**Text to read**
I’m fortunate to have an occupation that offers me a considerable amount of vacation time. So after my son’s Spring Break had finished, I still had quite a bit of time left in my vacation. It being Spring and all, I was inspired to do some deep cleaning of my house. I was in my own bedroom, armed with a Swifter and clearing out the cobwebs in the ceiling corners when an expressly prominent Accidental Talisman growled at me. My bookshelf was particularly disgruntled.

I am an avid reader. My new rule is that if I can find the book at the library, then I don’t bring it permanently into my home. I would not have enough room in any house to house all of the books I read. That said, some of the topics I research are not books stocked in the Chicago Public Library. At one point, I decided that I wanted to make space in my own bedroom for my favorite books. I also wanted the top shelf just under the window to be a place for special objects. So years ago, I went to the nearest Target and put together a small bookshelf.

Now I’m not against convenience, obviously, but that bookshelf kit I bought wasn’t exactly built to last. Target gives their furniture kits very small warranties for good reason. Several years ago, that book shelf broke. The corner pin pulled out and had cracked the top particle board. However, instead of replacing it…I…um….well, I used some leopard print duct tape to hold it together.

That leopard print duct tape was simply awful.

With taxes filed, bills paid, and vacation pre-paid and over, I thought to myself, I could easily replace that bookshelf with a new kit from Target. But the truth was, I could have done that when it had broken in the first place. Why had I kept it?

I took the query of broken things to social media. Only four of my personal friends were brave enough to respond to the question. Three said that they kept broken things in order to repair them. Although two of those three brave souls admitted to me that they never did get repaired, and sat in variously locations around their homes, much like my growling bookshelf. When I bombarded the third person with questions like “How long does it usually take you to repair things?” and “Where do you keep the broken things while they are waiting to be repaired?” She didn’t respond…I have a sneaking suspicion that like the other two, those broken things she has have been sitting in her space broken…possibly for years.

So if we are really not repairing these things, the question still remains – Why do we keep broken things?

My most favorite books, and objects that were quite literally sacred to me were perched precariously on a sad little bookshelf being held together with duct tape. My room looked pretty fresh after I had swiped away the cobwebs, but it just made that bookshelf even more…loud.

Look at me!” It screamed.

That was startling, even though I’m well aware Accidental Talismans take on a very disconcerting sentient quality. The bookshelf was growling and screaming at me; talk about creepy! But…if my own friends and all of Facebook, Twitter and Tumblr couldn’t tell me why people keep broken things…maybe that very loud bookshelf would.

I believe that all of our things are reflections of ourselves. That’s why I’m so adamant about getting rid of Accidental Talismans. If possessions are reflections of ourselves then I want that reflection to be accurate and affirming, not some freakishly skewed funhouse version of a reflection. I had to know what my broken bookshelf was reflecting about me. The truth was more complex than I imagined. That bookshelf had a lot to say.

**Exercise set**
1) Answer these questions using the essay about the broken bookshelf.
(a) At what store did the writer buy the bookshelf kit?
(b) What did the writer use to hold the broken bookshelf together?
(c) How many of the writer's personal friends responded to the question on social media?
2) Pick up the essay about the broken bookshelf after its final sentence and continue writing it.
You will not need the lines that come after this text.

**Data lines**
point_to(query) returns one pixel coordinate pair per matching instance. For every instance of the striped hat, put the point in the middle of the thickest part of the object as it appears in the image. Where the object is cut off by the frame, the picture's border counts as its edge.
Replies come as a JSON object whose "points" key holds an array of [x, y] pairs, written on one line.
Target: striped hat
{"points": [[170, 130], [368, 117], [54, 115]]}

**Written answers**
1)
(a) Target
(b) Leopard print duct tape
(c) Four

2)
Perception of Value

“You want me to be valuable!” it shrieked.

I was shocked. I paid good money for that bookshelf and it fell apart! Well, I paid money for it. But I did not pay a lot of money for it. I did after all buy it from Target. Target, though, is a lovely, helpful establishment that offers a lot of different types of merchandise in one convenient location.

“Target,” countered the bookshelf, “Is not exclusively a furniture store.”

I really couldn’t argue with that. Target only warranties its merchandise for a limited time because their bookshelf kits are not meant to be generational family heirlooms. Target would probably argue, and rightly so, that their bookshelf performed up to its expected warranty. And I wasn’t exactly careful with the thing (the bookshelf told me that it would come back to that in a moment), so Target certainly had nothing to do with the breakage.

But value isn’t necessarily monetary. Not only did I spend my money on that bookshelf, by the Gods! I had spent my exceptionally valuable time building the thing! Yes, indeed I had spent my limited time putting together a bookshelf. I made the decision to buy a bookshelf kit from Target because when I decided I wanted that bookshelf, I wanted it NOW. I did not want to “waste” (my oh so valuable time) visiting multiple furniture stores where they build very lasting, stable bookshelves and have them delivered by careful, professional furniture movers. That takes weeks, and sometimes months – I didn’t have time for that! At Target, I had my bookshelf at the now.


“So tell me why that green fairy dress of yours is this closet, and not the costume closet in your basement,” said the bookshelf.
2011

Yes, for the record, I have a costume closet. But the green fairy dress was (is), as the bookshelf had stated, not in it. That's because I wear it so often, it just is too much trouble to retrieve it from the basement every time I time I want to wear it. My broken bookshelf reminded me that my when I bought it, my then husband was openly horrified at the money I had spent on that dress. I believe that it was about $130.00 dollars in 2005. Which seemed a lot of money for one dress he thought I wasn’t going to wear that often.

Well, it’s now 2017, and the dress outlasted the husband. As I said, I wear that dress all the time. It has a train that been drug through Arizona desert dirt, and Illinois summer mud; and yet it still looks as good as the day I bought it. Google me and you will probably find several pictures of me floating about the internet wearing that green dress. Because I have been photographed by literally hundreds of random strangers at faires and festivals I attend for my own amusement. I’ve had that dress for 12 years, so for each year I’ve had it, it cost only $10.83, for the year. If I calculated the cost by each wear, it would probably be pennies. And it still looks great. I’ll be wearing it for years to come.

2013



The green fairy dress was value, the bookshelf was not. I just wanted to believe that it was value because I spent a couple hours struggling to put it together myself. But the truth about that bookshelf is that I didn’t want value, no I wanted instant gratification; and whether I want to believe it or not, those two concepts are simply not the same thing.

 

 

 

Sentimental Reasons 

“You’re so sentimental,” the bookshelf said. “And I’m done with it.”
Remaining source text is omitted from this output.